=== Begin Enclosure ===
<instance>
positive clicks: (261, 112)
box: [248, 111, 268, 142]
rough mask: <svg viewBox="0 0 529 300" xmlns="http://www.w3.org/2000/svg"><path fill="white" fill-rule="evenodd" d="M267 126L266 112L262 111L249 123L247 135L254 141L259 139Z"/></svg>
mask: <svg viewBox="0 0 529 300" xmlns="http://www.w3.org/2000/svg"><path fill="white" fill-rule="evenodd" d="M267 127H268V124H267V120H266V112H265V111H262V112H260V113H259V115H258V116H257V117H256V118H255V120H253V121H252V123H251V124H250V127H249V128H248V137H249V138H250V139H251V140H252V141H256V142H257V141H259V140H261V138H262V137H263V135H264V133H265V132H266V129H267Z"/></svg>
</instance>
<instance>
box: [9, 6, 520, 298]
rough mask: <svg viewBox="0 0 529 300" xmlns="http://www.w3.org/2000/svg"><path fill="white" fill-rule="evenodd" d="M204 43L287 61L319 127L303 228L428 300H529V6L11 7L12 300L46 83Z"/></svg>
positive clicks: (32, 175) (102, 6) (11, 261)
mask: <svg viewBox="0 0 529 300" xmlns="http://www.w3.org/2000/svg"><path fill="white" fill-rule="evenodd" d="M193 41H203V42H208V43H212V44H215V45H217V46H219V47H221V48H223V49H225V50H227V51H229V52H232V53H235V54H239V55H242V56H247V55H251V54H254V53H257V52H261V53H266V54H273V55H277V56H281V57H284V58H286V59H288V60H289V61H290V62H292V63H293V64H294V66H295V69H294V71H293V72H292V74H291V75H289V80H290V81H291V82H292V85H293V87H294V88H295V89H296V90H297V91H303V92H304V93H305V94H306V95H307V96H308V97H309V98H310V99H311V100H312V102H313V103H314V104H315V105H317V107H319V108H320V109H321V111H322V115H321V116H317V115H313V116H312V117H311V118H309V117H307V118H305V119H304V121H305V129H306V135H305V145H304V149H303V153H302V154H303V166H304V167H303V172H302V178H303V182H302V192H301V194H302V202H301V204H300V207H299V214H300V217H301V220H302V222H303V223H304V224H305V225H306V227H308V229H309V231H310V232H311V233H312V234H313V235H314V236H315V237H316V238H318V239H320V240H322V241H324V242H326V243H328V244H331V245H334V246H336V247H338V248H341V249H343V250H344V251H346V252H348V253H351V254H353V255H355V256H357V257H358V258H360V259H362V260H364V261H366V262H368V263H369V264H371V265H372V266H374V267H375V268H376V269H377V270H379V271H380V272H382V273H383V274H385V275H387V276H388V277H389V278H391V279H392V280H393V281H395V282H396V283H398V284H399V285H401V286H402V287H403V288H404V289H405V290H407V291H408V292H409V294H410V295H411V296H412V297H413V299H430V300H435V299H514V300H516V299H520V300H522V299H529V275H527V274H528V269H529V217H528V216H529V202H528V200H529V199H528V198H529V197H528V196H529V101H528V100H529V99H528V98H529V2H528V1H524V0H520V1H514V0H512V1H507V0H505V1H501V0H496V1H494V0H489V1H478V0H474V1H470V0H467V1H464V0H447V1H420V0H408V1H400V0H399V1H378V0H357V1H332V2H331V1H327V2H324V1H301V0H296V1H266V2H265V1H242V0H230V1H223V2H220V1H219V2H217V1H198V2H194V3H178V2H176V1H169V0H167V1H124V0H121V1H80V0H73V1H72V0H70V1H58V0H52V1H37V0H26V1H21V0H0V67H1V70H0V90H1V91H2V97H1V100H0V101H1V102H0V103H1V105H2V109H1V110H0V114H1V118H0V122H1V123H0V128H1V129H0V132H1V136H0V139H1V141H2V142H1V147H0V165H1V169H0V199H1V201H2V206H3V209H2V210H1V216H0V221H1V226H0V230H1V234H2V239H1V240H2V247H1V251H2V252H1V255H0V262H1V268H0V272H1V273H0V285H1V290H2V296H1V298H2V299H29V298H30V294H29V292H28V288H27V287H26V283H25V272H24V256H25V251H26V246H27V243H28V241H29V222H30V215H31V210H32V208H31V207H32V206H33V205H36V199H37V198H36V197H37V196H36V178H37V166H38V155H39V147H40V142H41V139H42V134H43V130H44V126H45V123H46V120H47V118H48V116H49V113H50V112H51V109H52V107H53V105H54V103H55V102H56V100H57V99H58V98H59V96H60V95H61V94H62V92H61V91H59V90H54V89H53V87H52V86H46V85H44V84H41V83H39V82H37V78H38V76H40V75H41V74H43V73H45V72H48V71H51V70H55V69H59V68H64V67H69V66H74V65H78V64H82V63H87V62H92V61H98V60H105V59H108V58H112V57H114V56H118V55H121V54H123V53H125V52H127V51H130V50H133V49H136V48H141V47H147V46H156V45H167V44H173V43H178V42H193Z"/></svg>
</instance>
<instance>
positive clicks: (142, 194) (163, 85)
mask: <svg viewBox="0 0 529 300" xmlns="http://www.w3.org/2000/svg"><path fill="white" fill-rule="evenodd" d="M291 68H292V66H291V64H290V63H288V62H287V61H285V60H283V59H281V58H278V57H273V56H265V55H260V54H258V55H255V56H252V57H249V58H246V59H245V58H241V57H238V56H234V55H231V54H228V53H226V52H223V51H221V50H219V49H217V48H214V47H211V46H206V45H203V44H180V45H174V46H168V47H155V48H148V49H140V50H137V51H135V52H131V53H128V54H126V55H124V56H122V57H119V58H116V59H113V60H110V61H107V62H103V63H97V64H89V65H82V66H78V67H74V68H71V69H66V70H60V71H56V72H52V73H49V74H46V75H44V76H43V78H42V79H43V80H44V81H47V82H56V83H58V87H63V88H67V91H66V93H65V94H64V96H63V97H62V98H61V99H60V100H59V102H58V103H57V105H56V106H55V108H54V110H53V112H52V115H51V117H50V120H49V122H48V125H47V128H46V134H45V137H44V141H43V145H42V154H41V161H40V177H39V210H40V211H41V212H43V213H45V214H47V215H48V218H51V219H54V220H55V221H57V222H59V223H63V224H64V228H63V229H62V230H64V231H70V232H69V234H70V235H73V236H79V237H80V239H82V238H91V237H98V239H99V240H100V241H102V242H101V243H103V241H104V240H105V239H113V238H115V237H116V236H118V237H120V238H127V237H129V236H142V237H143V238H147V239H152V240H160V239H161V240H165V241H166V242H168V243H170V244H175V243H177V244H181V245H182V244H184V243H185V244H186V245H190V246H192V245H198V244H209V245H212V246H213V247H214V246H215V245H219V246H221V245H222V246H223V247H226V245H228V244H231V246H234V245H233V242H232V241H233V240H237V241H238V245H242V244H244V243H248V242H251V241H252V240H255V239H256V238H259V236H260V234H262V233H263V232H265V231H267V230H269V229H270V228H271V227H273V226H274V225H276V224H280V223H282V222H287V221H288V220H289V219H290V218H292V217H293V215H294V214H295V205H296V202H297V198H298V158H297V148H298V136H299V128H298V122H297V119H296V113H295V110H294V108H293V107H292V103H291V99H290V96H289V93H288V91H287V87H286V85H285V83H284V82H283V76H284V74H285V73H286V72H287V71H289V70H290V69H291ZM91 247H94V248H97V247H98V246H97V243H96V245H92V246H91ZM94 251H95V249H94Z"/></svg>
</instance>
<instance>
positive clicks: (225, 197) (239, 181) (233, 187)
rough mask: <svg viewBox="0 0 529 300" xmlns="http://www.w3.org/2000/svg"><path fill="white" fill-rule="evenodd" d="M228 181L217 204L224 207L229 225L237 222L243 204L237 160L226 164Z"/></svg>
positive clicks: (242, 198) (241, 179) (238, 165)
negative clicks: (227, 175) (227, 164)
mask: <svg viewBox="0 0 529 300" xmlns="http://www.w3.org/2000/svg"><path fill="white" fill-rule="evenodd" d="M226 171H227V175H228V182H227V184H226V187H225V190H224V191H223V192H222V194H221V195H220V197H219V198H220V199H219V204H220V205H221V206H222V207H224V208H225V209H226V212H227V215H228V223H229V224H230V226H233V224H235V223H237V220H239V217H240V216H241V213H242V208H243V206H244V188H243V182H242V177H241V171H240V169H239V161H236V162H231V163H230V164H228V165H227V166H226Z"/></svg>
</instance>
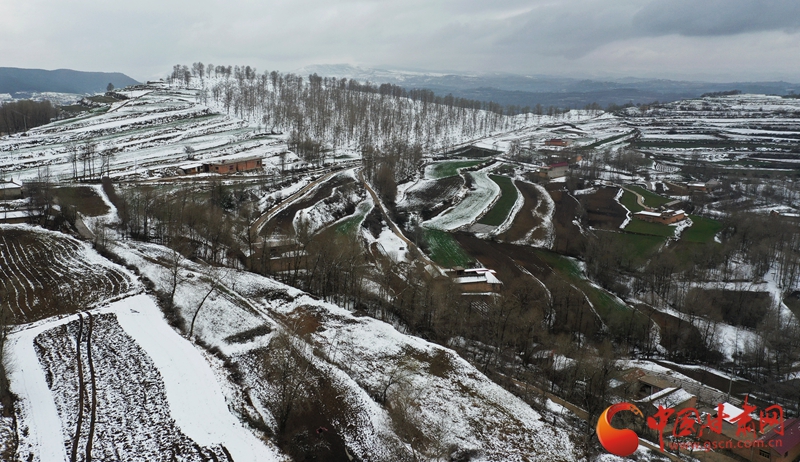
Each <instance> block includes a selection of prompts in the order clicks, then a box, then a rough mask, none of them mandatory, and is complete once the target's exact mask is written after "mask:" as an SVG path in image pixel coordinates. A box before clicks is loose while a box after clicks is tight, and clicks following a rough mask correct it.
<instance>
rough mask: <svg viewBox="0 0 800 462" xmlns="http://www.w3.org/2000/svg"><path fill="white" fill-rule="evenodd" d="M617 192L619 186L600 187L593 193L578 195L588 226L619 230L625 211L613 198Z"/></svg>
mask: <svg viewBox="0 0 800 462" xmlns="http://www.w3.org/2000/svg"><path fill="white" fill-rule="evenodd" d="M618 192H619V188H600V189H598V190H597V192H596V193H594V194H585V195H582V196H578V201H579V202H580V203H581V205H582V206H583V208H584V210H586V219H587V221H588V223H589V226H591V227H594V228H600V229H615V230H619V227H620V226H621V225H622V223H623V222H624V221H625V218H626V217H627V212H626V211H625V208H624V207H622V206H621V205H619V203H618V202H617V201H615V200H614V197H616V195H617V193H618Z"/></svg>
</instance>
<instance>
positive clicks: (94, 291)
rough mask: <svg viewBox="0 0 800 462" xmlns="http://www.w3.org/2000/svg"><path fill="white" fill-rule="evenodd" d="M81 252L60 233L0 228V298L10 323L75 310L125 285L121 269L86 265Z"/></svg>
mask: <svg viewBox="0 0 800 462" xmlns="http://www.w3.org/2000/svg"><path fill="white" fill-rule="evenodd" d="M81 252H82V248H81V244H80V243H79V242H78V241H76V240H74V239H71V238H69V237H66V236H64V237H60V236H59V235H56V234H49V233H48V234H45V233H38V232H31V231H26V230H23V229H17V228H0V259H2V261H3V263H2V264H0V298H3V299H5V300H7V302H8V304H9V306H10V308H11V311H12V313H13V315H14V321H15V322H30V321H35V320H37V319H42V318H46V317H49V316H53V315H56V314H63V313H76V312H79V311H82V310H85V309H86V308H87V305H90V304H92V303H95V302H98V301H100V300H104V299H107V298H109V297H113V296H115V295H119V294H122V293H125V292H127V291H129V290H130V289H131V280H130V279H129V277H128V276H127V275H126V274H125V273H124V272H123V271H122V270H118V269H117V268H115V267H106V266H102V265H96V264H90V263H86V262H85V261H83V256H82V255H81Z"/></svg>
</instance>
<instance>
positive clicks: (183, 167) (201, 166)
mask: <svg viewBox="0 0 800 462" xmlns="http://www.w3.org/2000/svg"><path fill="white" fill-rule="evenodd" d="M203 171H204V169H203V164H201V163H200V162H191V163H188V164H183V165H181V166H179V167H178V174H179V175H194V174H195V173H201V172H203Z"/></svg>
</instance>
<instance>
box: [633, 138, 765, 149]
mask: <svg viewBox="0 0 800 462" xmlns="http://www.w3.org/2000/svg"><path fill="white" fill-rule="evenodd" d="M631 146H632V147H634V148H637V149H648V148H649V149H653V148H673V149H696V148H709V149H714V148H716V149H724V148H744V149H750V150H755V149H757V148H769V149H780V145H779V144H776V143H742V142H740V141H729V140H681V141H670V140H648V141H634V142H632V143H631Z"/></svg>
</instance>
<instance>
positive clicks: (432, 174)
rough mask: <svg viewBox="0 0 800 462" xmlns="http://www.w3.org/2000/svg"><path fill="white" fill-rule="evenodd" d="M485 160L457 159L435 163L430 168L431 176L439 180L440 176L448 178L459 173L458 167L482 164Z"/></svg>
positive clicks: (434, 179) (429, 174)
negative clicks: (432, 167) (454, 160)
mask: <svg viewBox="0 0 800 462" xmlns="http://www.w3.org/2000/svg"><path fill="white" fill-rule="evenodd" d="M484 162H486V161H484V160H456V161H448V162H439V163H438V164H434V166H433V168H432V169H430V170H429V175H430V178H432V179H434V180H438V179H440V178H447V177H450V176H456V175H458V169H460V168H466V167H474V166H476V165H479V164H482V163H484Z"/></svg>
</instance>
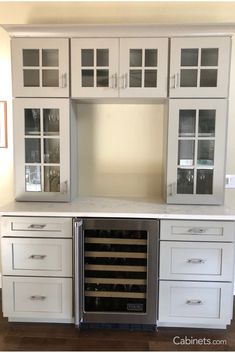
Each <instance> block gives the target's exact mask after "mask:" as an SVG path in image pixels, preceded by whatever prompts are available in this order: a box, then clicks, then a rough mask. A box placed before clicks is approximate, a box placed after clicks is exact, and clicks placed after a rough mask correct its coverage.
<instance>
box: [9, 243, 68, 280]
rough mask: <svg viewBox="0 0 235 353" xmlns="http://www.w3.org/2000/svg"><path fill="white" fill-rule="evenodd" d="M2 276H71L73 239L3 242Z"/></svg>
mask: <svg viewBox="0 0 235 353" xmlns="http://www.w3.org/2000/svg"><path fill="white" fill-rule="evenodd" d="M2 268H3V273H4V275H23V276H24V275H28V276H63V277H66V276H68V277H69V276H70V277H71V276H72V239H45V238H43V239H39V238H34V239H31V238H2Z"/></svg>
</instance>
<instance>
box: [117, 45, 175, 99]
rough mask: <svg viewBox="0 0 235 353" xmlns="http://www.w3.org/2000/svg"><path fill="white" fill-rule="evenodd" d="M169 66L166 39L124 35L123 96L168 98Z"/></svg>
mask: <svg viewBox="0 0 235 353" xmlns="http://www.w3.org/2000/svg"><path fill="white" fill-rule="evenodd" d="M167 65H168V39H167V38H121V39H120V80H121V84H120V97H153V98H154V97H155V98H157V97H166V96H167Z"/></svg>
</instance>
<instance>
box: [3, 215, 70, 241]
mask: <svg viewBox="0 0 235 353" xmlns="http://www.w3.org/2000/svg"><path fill="white" fill-rule="evenodd" d="M1 234H2V237H4V236H5V237H6V236H8V237H18V236H24V237H32V236H33V237H56V238H59V237H60V238H71V237H72V219H71V218H55V217H2V220H1Z"/></svg>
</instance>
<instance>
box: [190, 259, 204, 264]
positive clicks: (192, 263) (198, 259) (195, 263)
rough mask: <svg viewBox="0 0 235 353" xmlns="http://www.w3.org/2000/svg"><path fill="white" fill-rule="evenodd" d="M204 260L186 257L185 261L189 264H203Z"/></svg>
mask: <svg viewBox="0 0 235 353" xmlns="http://www.w3.org/2000/svg"><path fill="white" fill-rule="evenodd" d="M205 262H206V260H204V259H193V258H192V259H187V263H189V264H204V263H205Z"/></svg>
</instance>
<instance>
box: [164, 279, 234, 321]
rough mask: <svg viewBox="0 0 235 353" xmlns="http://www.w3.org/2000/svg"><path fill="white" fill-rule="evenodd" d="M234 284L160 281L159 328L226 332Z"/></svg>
mask: <svg viewBox="0 0 235 353" xmlns="http://www.w3.org/2000/svg"><path fill="white" fill-rule="evenodd" d="M232 298H233V285H232V283H218V282H190V281H189V282H186V281H160V284H159V319H158V326H179V327H180V326H184V327H188V326H192V327H212V328H213V327H214V328H216V327H217V328H226V325H228V324H230V321H231V319H232V307H233V302H232Z"/></svg>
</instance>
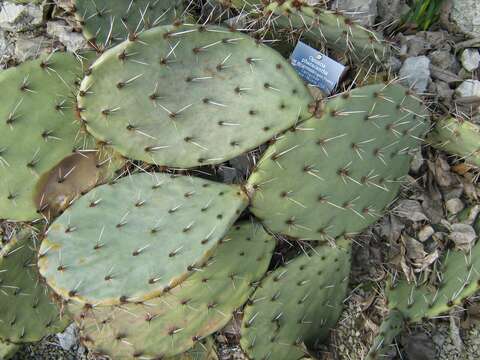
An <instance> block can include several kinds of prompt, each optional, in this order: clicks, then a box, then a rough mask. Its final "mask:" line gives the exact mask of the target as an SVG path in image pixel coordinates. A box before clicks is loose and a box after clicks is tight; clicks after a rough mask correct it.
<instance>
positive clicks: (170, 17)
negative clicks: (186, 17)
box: [73, 0, 183, 50]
=== End Enclosure ===
* Work to complete
List each line of the records that contains the word "positive".

* Result of this exercise
positive clicks: (261, 112)
positive clicks: (32, 175) (102, 6) (11, 261)
positive clicks: (142, 194) (163, 85)
positive clicks: (225, 197) (239, 181) (233, 187)
positive clicks: (242, 198) (241, 179) (238, 165)
positive clicks: (94, 291)
positive clicks: (183, 167) (201, 166)
positive clicks: (432, 174)
positive clicks: (434, 179) (429, 174)
positive clicks: (192, 263) (198, 259) (195, 263)
positive clicks: (170, 17)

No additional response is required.